*Dataset entries*:
- - -
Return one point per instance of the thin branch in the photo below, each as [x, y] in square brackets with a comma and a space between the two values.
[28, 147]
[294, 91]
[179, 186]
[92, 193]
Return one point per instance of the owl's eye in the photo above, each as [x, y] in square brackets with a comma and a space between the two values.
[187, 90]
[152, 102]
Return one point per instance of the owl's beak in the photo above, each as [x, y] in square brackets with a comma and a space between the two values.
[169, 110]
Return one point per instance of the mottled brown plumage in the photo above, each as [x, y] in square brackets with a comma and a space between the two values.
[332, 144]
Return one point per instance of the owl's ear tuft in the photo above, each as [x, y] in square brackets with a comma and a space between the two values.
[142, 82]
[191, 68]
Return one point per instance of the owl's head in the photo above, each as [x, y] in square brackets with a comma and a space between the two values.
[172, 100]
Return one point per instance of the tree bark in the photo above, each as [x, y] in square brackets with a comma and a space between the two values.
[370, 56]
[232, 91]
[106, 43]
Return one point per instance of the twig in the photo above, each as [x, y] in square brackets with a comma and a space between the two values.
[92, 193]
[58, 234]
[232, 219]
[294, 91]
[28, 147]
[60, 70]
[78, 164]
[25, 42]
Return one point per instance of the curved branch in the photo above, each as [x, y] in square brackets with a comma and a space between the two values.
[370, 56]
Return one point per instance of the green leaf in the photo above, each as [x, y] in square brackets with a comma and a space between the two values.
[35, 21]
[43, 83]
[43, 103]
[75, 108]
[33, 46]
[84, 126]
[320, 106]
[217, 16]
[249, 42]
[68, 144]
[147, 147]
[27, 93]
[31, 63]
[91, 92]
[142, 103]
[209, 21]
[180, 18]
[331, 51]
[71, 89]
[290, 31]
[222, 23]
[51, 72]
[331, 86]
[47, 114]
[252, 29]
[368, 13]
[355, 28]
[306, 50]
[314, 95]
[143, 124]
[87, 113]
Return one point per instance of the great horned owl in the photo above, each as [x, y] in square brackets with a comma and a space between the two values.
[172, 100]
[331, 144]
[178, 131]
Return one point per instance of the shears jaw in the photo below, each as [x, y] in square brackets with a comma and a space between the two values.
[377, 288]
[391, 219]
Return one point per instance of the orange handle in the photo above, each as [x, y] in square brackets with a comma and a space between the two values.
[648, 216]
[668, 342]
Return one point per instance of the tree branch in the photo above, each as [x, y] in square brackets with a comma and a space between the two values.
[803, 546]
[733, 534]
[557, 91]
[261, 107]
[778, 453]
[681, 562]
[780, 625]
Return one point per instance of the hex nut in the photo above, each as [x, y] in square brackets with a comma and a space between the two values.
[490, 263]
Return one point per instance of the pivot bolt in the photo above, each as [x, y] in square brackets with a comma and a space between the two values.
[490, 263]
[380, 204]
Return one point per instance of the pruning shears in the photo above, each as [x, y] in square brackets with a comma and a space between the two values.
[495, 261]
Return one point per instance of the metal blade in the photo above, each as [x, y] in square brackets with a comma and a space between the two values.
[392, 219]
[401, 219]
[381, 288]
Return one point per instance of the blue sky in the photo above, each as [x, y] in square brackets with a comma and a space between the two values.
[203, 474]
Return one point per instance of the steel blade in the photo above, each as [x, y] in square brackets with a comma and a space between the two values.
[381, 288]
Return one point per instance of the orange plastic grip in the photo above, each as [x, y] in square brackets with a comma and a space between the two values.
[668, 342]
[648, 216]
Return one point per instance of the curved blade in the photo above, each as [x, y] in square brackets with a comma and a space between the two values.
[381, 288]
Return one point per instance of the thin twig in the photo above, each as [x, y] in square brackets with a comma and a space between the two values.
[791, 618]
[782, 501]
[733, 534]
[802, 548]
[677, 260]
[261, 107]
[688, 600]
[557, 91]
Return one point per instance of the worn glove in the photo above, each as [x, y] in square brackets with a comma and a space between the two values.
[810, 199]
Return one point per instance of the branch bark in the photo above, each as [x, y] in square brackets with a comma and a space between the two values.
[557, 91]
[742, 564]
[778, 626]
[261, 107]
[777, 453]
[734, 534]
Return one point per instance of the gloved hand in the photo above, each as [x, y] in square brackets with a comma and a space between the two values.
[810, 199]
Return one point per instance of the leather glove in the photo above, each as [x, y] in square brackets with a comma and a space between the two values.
- - -
*Requirement*: Rescale the entries from the line containing "Return one point per instance of the thin twig" through the end, both ends included, and write out every line again with the requests unchanged. Multiply each coordinate value in the answers by 1.4 and round to a whole number, with halves rounded up.

*Response to the task*:
Return one point per instance of the thin twig in the photo above, each as [x, y] in square brackets with a comma and a space between the two values.
[1107, 865]
[1095, 701]
[1026, 748]
[1123, 767]
[948, 364]
[365, 150]
[963, 840]
[780, 127]
Return one point per instance of the worn glove in the photo above, each as [x, y] in square brackets with a comma and a space between the two values.
[1134, 279]
Return one point per instance of the branch bark in the photo above, each as [x, y] in square brackets with a comma and a space between the two values.
[780, 127]
[1039, 790]
[1089, 876]
[365, 150]
[1088, 634]
[1028, 748]
Return one point per instance of the gloved hand in the photo above, each as [x, y] in square brackets with a comma and a space between the two values.
[1134, 279]
Return one point per instance of the leather glove in the photo above, each as [x, y] in square brackets with a comma and a space between the two values.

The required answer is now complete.